* **ACTIVITY LIST**:
a: In the book reviews, which book does the final reviewer recommend for a more precise account of the actual Triangle fire?
b: Quote the stretch of the book reviews from "Rating: Summary: Reached" through "had an impact.".

Rating: Summary: Reached peak early, then slowed down... Review: This was one of those books I've had in mind for years to read, but never got around to it until now. I wanted not just to read the sensationalism surrounding this horrific tale. I have not made it a habit to read all the disaster books. I've probably read 4 or 5. I tend to stick with epidemiology and disease, such as the 1918 influenza pandemic. But I read about this disaster over 28 years ago, when I worked as a librarian and had to shelve the books dealing with this. I only got a glimpse, but as I read more history it became clear that this was a fire that changed much in the U.S., and I wanted to know why this one specifically had an impact.
The fire itself and the situation both politically and socially surrounding it, are the very things that made me shake my head when people bring up how 'good' the 'good old days' were. Yeah, right...so it was great having people working horrible jobs at outrageous risk to themselves was great, just like having measles, mumps, and rubella was great when there were no vaccines. Makes me want to smack a few heads together when I hear things like this...
Drehle does a fairly good job in hi writing. He is a journalist, and has the background and can do the research. I appreciate his putting a face on the people who would otherwise remain unreal to the readers. But it makes it more excruciating when those people actually die in what you know must have been an awful way to go.
The books slows down after the fire and the initial outrage. The part about the changes made in politics, in the urban planning, and in society should have been more important than they came across as being. There was no extension as to what impact the Triangle had nationally...just a hint really. We know it changed NY law; did it change fire laws for other cities? We know some politicians made a lot of political hay from this, and went on to impact national politics. But I would have liked to have known more about the national implications of this fire. Was it reported nationally? How was it reported? Did it make any of the other textile people sit up and take notice? How? What happened to the many involved in the fire (not just the bosses)? Were there any others who returned to work for these same men, or did they just leave?
I had a lot of questions left for which there were no answers...an interesting book, more than a great one.
Karen Sadler
Rating: Summary: Major Error in book Review: Triangle is an good read and would rate excellent but the author seems to have made a major mistake in his research. He has listed Ms Rose Freedman as one of the victims and even describes her death. Ms Freedman was the last survivor to die(15 February 2001)at the age of 107.
Rating: Summary: An Ideological Fire Review: While an interesting and informative account of the times, the title of this book is a misnomer. The Triangle fire is merely an aside to the author's political and sociological agenda. Too little character development and the relatively small space alloted to the fire itself force the reader to become more involved with the "times" than the "event". For a more precise account of the actual Triangle fire, I, too, would refer readers to Leon Stein's "The Triangle Fire".

(Dataset items)
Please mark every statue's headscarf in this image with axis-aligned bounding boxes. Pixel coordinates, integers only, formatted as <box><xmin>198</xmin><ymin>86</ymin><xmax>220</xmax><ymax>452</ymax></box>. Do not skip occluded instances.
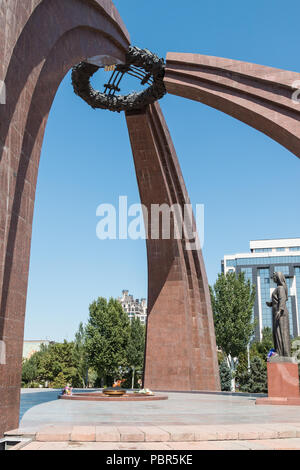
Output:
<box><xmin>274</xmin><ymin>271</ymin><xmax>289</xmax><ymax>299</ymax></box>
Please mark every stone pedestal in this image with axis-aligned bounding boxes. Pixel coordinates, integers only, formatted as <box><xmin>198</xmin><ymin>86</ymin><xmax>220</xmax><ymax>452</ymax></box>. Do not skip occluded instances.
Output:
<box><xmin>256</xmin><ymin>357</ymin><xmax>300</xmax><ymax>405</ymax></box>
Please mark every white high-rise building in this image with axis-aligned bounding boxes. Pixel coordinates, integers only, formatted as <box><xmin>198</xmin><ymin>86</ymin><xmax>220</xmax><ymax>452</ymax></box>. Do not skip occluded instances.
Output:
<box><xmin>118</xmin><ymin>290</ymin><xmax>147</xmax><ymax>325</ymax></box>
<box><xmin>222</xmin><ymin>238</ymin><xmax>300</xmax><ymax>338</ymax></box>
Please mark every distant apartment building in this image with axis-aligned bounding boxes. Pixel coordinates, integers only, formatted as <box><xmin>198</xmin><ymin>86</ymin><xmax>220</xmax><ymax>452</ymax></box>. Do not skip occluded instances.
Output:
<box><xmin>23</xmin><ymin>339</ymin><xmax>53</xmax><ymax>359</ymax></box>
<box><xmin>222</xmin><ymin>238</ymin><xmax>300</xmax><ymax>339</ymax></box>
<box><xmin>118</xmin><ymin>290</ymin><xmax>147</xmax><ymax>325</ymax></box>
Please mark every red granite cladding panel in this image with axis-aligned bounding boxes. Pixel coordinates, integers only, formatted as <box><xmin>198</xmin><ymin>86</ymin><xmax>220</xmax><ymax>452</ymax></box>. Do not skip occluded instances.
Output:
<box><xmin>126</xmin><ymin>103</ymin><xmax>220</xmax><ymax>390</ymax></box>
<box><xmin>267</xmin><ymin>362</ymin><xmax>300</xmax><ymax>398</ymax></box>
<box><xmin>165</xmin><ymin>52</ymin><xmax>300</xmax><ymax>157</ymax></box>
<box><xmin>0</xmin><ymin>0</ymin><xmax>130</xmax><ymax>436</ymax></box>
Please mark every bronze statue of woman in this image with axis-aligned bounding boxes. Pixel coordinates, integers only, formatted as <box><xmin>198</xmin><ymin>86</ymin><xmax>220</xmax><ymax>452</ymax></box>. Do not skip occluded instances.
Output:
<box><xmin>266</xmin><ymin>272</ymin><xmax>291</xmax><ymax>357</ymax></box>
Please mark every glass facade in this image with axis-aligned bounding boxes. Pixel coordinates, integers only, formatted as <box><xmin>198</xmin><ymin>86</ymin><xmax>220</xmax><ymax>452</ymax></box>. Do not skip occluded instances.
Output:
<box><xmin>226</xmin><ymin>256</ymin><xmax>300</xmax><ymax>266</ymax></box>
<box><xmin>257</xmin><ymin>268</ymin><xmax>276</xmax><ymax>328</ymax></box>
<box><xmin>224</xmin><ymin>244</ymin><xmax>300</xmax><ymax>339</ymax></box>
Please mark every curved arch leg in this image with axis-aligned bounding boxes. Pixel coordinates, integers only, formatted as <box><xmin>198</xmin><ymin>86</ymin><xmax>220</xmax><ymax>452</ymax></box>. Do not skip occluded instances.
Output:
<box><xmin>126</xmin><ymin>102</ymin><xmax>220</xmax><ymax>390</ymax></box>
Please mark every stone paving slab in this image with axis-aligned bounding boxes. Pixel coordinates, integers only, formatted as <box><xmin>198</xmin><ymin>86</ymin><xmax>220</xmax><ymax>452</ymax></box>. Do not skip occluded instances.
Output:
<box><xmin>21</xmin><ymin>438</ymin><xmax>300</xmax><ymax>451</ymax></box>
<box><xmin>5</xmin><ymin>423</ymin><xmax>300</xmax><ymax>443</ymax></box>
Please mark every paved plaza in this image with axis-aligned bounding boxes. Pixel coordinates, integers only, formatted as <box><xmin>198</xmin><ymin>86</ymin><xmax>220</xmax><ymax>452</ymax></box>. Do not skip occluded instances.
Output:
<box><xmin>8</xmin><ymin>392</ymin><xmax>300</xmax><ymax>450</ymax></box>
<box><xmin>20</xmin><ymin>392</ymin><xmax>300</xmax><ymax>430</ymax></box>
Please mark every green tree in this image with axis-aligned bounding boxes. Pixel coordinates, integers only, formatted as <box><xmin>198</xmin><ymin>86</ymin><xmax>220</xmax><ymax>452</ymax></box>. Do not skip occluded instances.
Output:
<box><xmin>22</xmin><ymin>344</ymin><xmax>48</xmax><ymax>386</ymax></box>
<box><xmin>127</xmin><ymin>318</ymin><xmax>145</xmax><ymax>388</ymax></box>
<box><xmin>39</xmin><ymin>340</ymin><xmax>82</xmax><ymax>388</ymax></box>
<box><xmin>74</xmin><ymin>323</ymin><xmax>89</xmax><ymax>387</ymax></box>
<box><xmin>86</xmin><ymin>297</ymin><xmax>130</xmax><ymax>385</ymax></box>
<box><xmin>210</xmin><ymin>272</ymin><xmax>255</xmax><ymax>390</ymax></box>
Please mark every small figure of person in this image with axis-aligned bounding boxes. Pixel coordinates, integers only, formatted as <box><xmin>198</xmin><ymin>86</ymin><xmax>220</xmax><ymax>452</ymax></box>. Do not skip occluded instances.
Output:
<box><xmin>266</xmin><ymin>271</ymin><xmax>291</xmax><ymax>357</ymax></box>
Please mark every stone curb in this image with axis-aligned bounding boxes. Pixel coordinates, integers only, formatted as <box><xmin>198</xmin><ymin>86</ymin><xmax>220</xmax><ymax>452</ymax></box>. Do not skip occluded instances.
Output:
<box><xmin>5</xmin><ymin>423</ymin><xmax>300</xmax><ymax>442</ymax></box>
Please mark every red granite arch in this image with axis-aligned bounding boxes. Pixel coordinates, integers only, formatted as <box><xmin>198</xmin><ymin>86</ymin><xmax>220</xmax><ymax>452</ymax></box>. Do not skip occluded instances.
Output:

* **SOLUTION SET**:
a: Leon Stein's "The Triangle Fire."

b:
Rating: Summary: Reached peak early, then slowed down... Review: This was one of those books I've had in mind for years to read, but never got around to it until now. I wanted not just to read the sensationalism surrounding this horrific tale. I have not made it a habit to read all the disaster books. I've probably read 4 or 5. I tend to stick with epidemiology and disease, such as the 1918 influenza pandemic. But I read about this disaster over 28 years ago, when I worked as a librarian and had to shelve the books dealing with this. I only got a glimpse, but as I read more history it became clear that this was a fire that changed much in the U.S., and I wanted to know why this one specifically had an impact.